*** TEXTE FOURNI ***

« Quelle joie quand on m’a dit : “Nous irons à la maison du Seigneur !”
Maintenant notre marche prend fin devant tes portes, Jérusalem ! »
(Psaume 122,1-2)
La fête du Christ roi de l’univers est d’invention plutôt récente : elle n’a pas un siècle[1]. Elle fut instaurée par Pie XI en 1925 à la suite d’une pétition signée par un certain nombre d’évêques et de supérieurs religieux demandant que l’on répare, au moyen d’une fête appropriée, « les outrages faits à Jésus-Christ par l’athéisme officiel » et que « l’on proclame solennellement les droits souverains de la personne royale de Jésus-Christ, qui vit dans l’Eucharistie et règne, par son Sacré-Cœur, dans la société » (Wikipédia, version italienne). Assez rapidement associée à l’action catholique dont une des finalités était de lutter contre la sécularisation, la fête avait son hymne assez triomphaliste (Christus vincit, Christus regnat, Christus imperat), devenu le jingle officiel de Radio Vatican (musique sur YouTube https://www.youtube.com/watch?v=PVX4DocfYZ8). On imagine difficilement fête plus en décalage avec la situation actuelle de l’Église catholique, bien que la nostalgie d’une chrétienté disparue y soit encore parfois vivace… Heureusement, les lectures retenues ne vont pas vraiment en ce sens. Ce sont deux scènes de couronnement assez contrastées.
David roi (2e livre de Samuel 5,1-3)
Toutes les tribus d’Israël vinrent auprès de David à Hébron et dirent : « Voici : nous sommes de tes os et de ta chair. Dans le passé déjà, quand Saül régnait sur nous, tu étais celui qui mène les campagnes militaires d’Israël, et le Seigneur t’a dit : ‘C’est toi qui feras paître Israël mon peuple, c’est toi qui deviendras leader sur Israël.’ » Ainsi, tous les anciens d’Israël vinrent auprès du roi à Hébron, et le roi David conclut un pacte avec eux, à Hébron, devant le Seigneur. Ils donnèrent l’onction à David comme roi sur Israël.
Cette brève scène met définitivement fin à la longue ascension de David sur le trône. Avant de la commenter, il est utile de dire un mot du processus auquel elle met un terme. Après avoir signifié son rejet au roi Saül qui a préféré écouter le peuple plutôt que Dieu, le prophète Samuel est mandaté par Dieu pour donner l’onction royale à David. Mais ni le rejet de l’ancien roi ni le choix du nouveau ne sont de notoriété publique. David libère l’armée de Saül de la menace du Philistin Goliath et entre au service du roi comme ami de son fils Jonathan, comme capitaine de l’armée, puis comme gendre de Saül dont il épouse la fille Mikal. Mais les succès de David attisent la jalousie de celui qui occupe toujours le trône, et l’agressivité de celui-ci devient telle que David doit fuir, aidé par Jonathan et Mikal.

*** LIGNES FOURNIES ***

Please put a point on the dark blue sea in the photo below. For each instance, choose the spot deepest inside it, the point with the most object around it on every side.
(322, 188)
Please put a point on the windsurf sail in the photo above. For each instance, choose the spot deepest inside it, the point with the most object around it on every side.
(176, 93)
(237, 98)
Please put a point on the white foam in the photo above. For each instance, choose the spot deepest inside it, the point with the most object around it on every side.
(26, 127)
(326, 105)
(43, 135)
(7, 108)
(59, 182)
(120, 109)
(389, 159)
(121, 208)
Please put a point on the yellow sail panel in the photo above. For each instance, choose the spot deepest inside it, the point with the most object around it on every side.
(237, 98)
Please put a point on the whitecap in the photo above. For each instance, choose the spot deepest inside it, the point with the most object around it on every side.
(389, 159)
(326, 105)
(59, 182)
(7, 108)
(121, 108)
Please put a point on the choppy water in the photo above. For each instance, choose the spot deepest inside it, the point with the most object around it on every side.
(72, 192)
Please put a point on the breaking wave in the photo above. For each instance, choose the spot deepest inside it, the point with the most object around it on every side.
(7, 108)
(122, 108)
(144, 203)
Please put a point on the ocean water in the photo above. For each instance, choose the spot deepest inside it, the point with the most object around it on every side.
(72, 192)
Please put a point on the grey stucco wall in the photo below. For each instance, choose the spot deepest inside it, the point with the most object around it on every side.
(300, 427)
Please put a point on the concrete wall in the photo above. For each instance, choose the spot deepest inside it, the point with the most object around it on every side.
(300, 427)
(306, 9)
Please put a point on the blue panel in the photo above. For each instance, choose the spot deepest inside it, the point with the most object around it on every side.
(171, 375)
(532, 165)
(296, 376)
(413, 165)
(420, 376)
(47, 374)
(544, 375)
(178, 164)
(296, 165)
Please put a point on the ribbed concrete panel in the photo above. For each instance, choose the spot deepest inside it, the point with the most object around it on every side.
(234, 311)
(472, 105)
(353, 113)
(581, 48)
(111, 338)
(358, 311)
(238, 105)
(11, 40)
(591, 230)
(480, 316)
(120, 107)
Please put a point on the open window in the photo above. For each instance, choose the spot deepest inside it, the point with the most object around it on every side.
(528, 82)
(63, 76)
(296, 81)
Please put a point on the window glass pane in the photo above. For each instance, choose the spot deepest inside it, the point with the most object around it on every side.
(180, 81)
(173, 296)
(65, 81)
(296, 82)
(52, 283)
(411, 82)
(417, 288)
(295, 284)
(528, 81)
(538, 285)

***

BUT ÉNONCÉ A. Pour chaque affirmation, indiquez par oui ou par non si elle concorde avec le texte sur la fête du Christ roi, puis citez tels quels les mots du texte qui tranchent. (i) La fête a été instaurée par Pie XI en 1925. (ii) David épouse Mikal, la fille de Saül. (iii) David reste auprès de Saül, qui lui accorde une faveur croissante.
BUT ÉNONCÉ B. Poursuivez le texte sur la fête du Christ roi en reprenant juste après sa dernière phrase.

RÉPONSE ATTENDUE A.
(i) Oui : « Elle fut instaurée par Pie XI en 1925 ».
(ii) Oui : « gendre de Saül dont il épouse la fille Mikal ».
(iii) Non : « l’agressivité de celui-ci devient telle que David doit fuir, aidé par Jonathan et Mikal ».

RÉPONSE ATTENDUE B.
Pourchassé par Saül, David devient un chef de bande vivant de racket ; il échappe par deux fois aux hommes du roi avant d’épargner celui-ci à deux reprises, alors qu’il était à sa merci. Un temps vassal d’un prince philistin, David mène ses propres batailles contre les ennemis de la tribu de Juda située au Sud du pays et il gagne les faveurs de ces gens en leur distribuant le butin qu’il accumule. Sur ces entrefaites, Saül meurt à la guerre contre les Philistins. David est informé de sa mort par un soldat étranger qui, prétendant avoir tué son ennemi, attend de lui une récompense, mais David le châtie en le mettant à mort : de même qu’il n’a pas voulu porter la main contre le roi, il manifeste publiquement qu’il n’approuve pas le meurtre de celui qui a reçu l’onction divine (une façon de se protéger anticipativement en valorisant le caractère sacré du roi). David est alors sacré roi à Hébron, par la seule tribu de Juda (2 Samuel 2,1-4a), tandis que le général de l’armée de Saül, Abner, installe Ishboshèt, le fils du roi défunt, à la place de son père comme roi sur Israël, à savoir les tribus du Nord (2 Samuel 2,8-10).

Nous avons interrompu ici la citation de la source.